- **EXERCISE OBJECTIVE**
For this exercise, repeat every line of the material exactly.

★ ★ ★

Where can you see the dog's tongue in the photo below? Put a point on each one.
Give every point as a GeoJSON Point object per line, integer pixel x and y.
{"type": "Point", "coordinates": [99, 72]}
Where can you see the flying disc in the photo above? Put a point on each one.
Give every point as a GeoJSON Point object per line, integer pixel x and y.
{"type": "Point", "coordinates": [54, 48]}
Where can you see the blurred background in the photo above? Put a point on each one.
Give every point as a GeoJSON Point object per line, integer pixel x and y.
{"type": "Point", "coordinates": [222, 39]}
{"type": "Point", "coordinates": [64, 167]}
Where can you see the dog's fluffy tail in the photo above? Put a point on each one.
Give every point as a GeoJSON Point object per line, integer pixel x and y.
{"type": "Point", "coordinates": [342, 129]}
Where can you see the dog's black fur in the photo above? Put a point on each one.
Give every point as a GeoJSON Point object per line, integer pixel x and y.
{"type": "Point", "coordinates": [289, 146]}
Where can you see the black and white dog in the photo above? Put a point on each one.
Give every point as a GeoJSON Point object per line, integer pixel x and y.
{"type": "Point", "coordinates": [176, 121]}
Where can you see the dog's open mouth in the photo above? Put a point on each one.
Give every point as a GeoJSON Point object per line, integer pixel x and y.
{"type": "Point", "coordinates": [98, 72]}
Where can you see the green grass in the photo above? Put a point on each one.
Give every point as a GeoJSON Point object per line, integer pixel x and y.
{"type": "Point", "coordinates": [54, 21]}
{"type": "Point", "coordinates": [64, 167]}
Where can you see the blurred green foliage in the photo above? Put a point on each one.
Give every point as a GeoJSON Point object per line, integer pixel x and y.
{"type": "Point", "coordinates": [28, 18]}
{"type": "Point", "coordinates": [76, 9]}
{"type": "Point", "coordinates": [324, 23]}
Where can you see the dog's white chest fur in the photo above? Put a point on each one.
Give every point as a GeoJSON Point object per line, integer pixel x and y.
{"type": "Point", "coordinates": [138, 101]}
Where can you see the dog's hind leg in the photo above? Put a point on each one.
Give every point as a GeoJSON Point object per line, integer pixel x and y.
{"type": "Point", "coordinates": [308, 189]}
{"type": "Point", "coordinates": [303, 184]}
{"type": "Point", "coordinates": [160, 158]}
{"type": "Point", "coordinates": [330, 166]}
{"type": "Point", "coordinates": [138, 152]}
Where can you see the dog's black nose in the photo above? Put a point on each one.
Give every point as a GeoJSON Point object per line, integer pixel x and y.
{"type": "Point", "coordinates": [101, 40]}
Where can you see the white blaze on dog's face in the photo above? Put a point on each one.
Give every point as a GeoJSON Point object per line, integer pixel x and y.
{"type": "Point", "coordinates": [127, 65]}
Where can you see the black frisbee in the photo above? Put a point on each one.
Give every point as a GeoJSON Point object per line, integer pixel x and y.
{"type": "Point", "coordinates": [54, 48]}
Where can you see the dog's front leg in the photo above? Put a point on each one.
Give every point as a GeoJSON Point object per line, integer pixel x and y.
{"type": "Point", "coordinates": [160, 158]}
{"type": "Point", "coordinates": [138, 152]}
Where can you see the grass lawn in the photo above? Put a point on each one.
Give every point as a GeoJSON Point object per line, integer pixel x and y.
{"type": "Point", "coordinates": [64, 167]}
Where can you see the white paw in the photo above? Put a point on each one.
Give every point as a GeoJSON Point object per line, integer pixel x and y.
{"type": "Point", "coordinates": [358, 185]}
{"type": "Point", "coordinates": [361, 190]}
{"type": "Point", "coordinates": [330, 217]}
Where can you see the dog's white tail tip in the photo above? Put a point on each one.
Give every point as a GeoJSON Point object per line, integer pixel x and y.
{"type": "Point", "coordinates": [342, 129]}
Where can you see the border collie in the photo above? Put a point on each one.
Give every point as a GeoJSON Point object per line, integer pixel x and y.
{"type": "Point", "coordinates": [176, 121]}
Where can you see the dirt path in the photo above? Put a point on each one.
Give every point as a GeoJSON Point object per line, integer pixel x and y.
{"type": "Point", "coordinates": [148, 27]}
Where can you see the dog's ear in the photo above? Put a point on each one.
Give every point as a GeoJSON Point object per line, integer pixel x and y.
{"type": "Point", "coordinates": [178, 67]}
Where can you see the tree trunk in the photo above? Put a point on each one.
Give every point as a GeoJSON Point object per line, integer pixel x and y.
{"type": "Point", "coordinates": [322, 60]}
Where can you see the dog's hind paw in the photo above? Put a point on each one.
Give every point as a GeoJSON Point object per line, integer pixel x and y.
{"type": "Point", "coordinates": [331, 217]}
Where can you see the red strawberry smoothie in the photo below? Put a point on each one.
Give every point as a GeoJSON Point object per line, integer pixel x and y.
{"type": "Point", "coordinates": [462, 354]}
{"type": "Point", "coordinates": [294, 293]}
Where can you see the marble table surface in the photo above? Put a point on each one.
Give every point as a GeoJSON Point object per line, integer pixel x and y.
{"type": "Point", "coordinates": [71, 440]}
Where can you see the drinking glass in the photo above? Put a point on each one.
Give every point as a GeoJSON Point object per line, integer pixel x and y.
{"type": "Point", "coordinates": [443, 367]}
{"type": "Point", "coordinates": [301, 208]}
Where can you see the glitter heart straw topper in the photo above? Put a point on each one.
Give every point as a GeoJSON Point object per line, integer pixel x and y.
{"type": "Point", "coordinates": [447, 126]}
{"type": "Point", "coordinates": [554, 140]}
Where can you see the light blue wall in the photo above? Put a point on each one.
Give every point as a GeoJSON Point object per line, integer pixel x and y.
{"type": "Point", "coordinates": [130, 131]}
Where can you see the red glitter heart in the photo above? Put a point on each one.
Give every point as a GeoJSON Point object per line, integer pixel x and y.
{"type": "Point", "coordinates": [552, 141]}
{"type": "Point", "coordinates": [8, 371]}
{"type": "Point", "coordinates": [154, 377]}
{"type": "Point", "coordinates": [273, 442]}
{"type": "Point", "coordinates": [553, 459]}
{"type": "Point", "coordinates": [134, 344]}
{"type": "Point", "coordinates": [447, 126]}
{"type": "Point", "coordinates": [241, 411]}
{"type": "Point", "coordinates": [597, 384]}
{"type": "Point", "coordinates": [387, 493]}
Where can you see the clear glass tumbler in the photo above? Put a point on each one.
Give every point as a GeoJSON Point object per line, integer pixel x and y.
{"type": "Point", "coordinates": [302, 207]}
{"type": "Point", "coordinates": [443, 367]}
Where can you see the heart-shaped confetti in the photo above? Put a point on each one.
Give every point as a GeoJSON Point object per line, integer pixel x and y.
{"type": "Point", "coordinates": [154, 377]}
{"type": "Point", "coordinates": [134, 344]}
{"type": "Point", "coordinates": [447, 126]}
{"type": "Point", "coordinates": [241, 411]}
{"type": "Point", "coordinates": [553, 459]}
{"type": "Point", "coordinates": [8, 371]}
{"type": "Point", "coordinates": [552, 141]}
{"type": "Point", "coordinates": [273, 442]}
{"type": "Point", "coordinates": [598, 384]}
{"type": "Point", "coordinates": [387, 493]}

★ ★ ★

- **RESPONSE AREA**
Where can you see the dog's tongue in the photo below? Put a point on each one.
Give every point as a GeoJSON Point object per line, integer pixel x and y.
{"type": "Point", "coordinates": [99, 72]}
Where can you see the flying disc in the photo above? Put a point on each one.
Give every point as a GeoJSON Point object per line, integer pixel x and y.
{"type": "Point", "coordinates": [54, 48]}
Where can you see the blurred background in the photo above? Put a point on each one.
Give every point as a GeoJSON Point object per line, integer pixel x and y.
{"type": "Point", "coordinates": [222, 39]}
{"type": "Point", "coordinates": [64, 167]}
Where can you see the dog's fluffy tail in the photo above? Put a point on each one.
Give every point as a GeoJSON Point object per line, integer pixel x and y.
{"type": "Point", "coordinates": [342, 129]}
Where can you see the dog's black fur in the photo above? Put a point on each one.
Give every point as a GeoJSON Point object per line, integer pixel x and y.
{"type": "Point", "coordinates": [289, 146]}
Where can you see the black and white dog in the photo above? Put a point on each one.
Give every point as a GeoJSON Point object per line, integer pixel x and y.
{"type": "Point", "coordinates": [176, 121]}
Where can you see the dog's open mouth in the photo above? Put a point on each one.
Give every point as a GeoJSON Point object per line, integer pixel x and y.
{"type": "Point", "coordinates": [98, 72]}
Where can you see the green grass in the photo above? Put a point on each one.
Give every point as a GeoJSON Point object per line, integer pixel x and y.
{"type": "Point", "coordinates": [54, 21]}
{"type": "Point", "coordinates": [64, 167]}
Where can you see the blurred green foliage in the photo above? Put a point on each one.
Give every point as a GeoJSON Point object per line, integer pixel x and y.
{"type": "Point", "coordinates": [28, 18]}
{"type": "Point", "coordinates": [76, 9]}
{"type": "Point", "coordinates": [324, 23]}
Where can you see the dog's white chest fur in the photo above? Put a point on each one.
Give every point as a GeoJSON Point object per line, integer pixel x and y.
{"type": "Point", "coordinates": [138, 101]}
Where can you see the dog's hind leg in the photo above? Put a point on each one.
Give every point as a GeoJSON Point object per line, integer pixel x and y.
{"type": "Point", "coordinates": [308, 189]}
{"type": "Point", "coordinates": [303, 184]}
{"type": "Point", "coordinates": [160, 158]}
{"type": "Point", "coordinates": [330, 166]}
{"type": "Point", "coordinates": [138, 152]}
Where can you see the dog's black nose in the photo above? Put a point on each one.
Give every point as a GeoJSON Point object per line, integer pixel x and y.
{"type": "Point", "coordinates": [101, 40]}
Where can you see the white blaze on dog's face in the photo above? Put a point on each one.
Give every point as a GeoJSON Point object per line, integer pixel x and y.
{"type": "Point", "coordinates": [127, 65]}
Where can you see the black frisbee in the photo above? Put a point on each one.
Give every point as a GeoJSON Point object per line, integer pixel x and y.
{"type": "Point", "coordinates": [54, 48]}
Where can you see the dog's front leg in the photo above? Put a point on each one.
Give every point as a GeoJSON Point object per line, integer pixel x and y.
{"type": "Point", "coordinates": [160, 158]}
{"type": "Point", "coordinates": [138, 152]}
Where can you see the grass lawn in the photo above? Put a point on each one.
Give every point as a GeoJSON Point object per line, integer pixel x and y.
{"type": "Point", "coordinates": [64, 167]}
Where can you see the white paw in the photo above? Put a point on each one.
Give every point as a GeoJSON Point object per line, integer pixel x and y.
{"type": "Point", "coordinates": [358, 185]}
{"type": "Point", "coordinates": [361, 190]}
{"type": "Point", "coordinates": [330, 217]}
Where can you see the dog's white tail tip in the photo above? Put a point on each one.
Give every point as a GeoJSON Point object per line, integer pixel x and y.
{"type": "Point", "coordinates": [342, 129]}
Where can you see the border collie in the photo above? Put a point on each one.
Give every point as a GeoJSON Point object per line, integer pixel x and y.
{"type": "Point", "coordinates": [176, 121]}
Where can you see the dirt path in the photo above? Put a point on each one.
Give every point as a GeoJSON Point object per line, integer pixel x and y.
{"type": "Point", "coordinates": [148, 27]}
Where can you see the dog's ear in the photo above? Put a point on each one.
Give every point as a GeoJSON Point object per line, integer pixel x and y.
{"type": "Point", "coordinates": [178, 67]}
Where can you see the tree trunk in the photo above? Put a point on each one.
Give every point as a GeoJSON Point object per line, integer pixel x and y.
{"type": "Point", "coordinates": [322, 60]}
Where can you see the dog's hind paw in the photo above? Put a point on each one.
Give every point as a GeoJSON Point object per line, integer pixel x and y.
{"type": "Point", "coordinates": [331, 217]}
Where can you see the red strawberry smoothie in the photo below? Put a point on each one.
Give every point as a GeoJSON Point object per line, integer pixel x and y.
{"type": "Point", "coordinates": [462, 354]}
{"type": "Point", "coordinates": [294, 293]}
Where can you see the marble table surface in the photo above? Put a point on each one.
Give every point as a GeoJSON Point object per line, integer pixel x and y.
{"type": "Point", "coordinates": [71, 440]}
Where can you see the drinking glass in the photo above? Put a point on each one.
Give every point as a GeoJSON Point object per line, integer pixel x and y.
{"type": "Point", "coordinates": [443, 367]}
{"type": "Point", "coordinates": [301, 208]}
Where can you see the glitter heart straw topper in the photo above? Put a point on each one.
Give every point as a GeoJSON Point object per line, integer pixel x and y.
{"type": "Point", "coordinates": [447, 126]}
{"type": "Point", "coordinates": [554, 140]}
Where can you see the light blue wall in the photo above? Put a point on each one.
Give every point as a GeoJSON Point object per line, integer pixel x and y.
{"type": "Point", "coordinates": [130, 131]}
Where can you see the red glitter heart in the photo above? Put a point on each one.
Give every point as a GeoJSON Point object per line, integer pixel x and y.
{"type": "Point", "coordinates": [552, 141]}
{"type": "Point", "coordinates": [8, 371]}
{"type": "Point", "coordinates": [154, 377]}
{"type": "Point", "coordinates": [273, 442]}
{"type": "Point", "coordinates": [553, 459]}
{"type": "Point", "coordinates": [134, 344]}
{"type": "Point", "coordinates": [447, 126]}
{"type": "Point", "coordinates": [241, 411]}
{"type": "Point", "coordinates": [597, 384]}
{"type": "Point", "coordinates": [387, 493]}
Where can you see the clear glass tumbler in the photo above? Put a point on each one.
Give every point as a GeoJSON Point object per line, integer pixel x and y.
{"type": "Point", "coordinates": [302, 207]}
{"type": "Point", "coordinates": [443, 367]}
Where can you see the heart-shaped confetti in the photo above? Put a point on each one.
Give every point as a GeoJSON Point object per line, integer pixel x and y.
{"type": "Point", "coordinates": [154, 377]}
{"type": "Point", "coordinates": [134, 344]}
{"type": "Point", "coordinates": [447, 126]}
{"type": "Point", "coordinates": [241, 411]}
{"type": "Point", "coordinates": [553, 459]}
{"type": "Point", "coordinates": [8, 371]}
{"type": "Point", "coordinates": [552, 141]}
{"type": "Point", "coordinates": [273, 442]}
{"type": "Point", "coordinates": [598, 384]}
{"type": "Point", "coordinates": [387, 493]}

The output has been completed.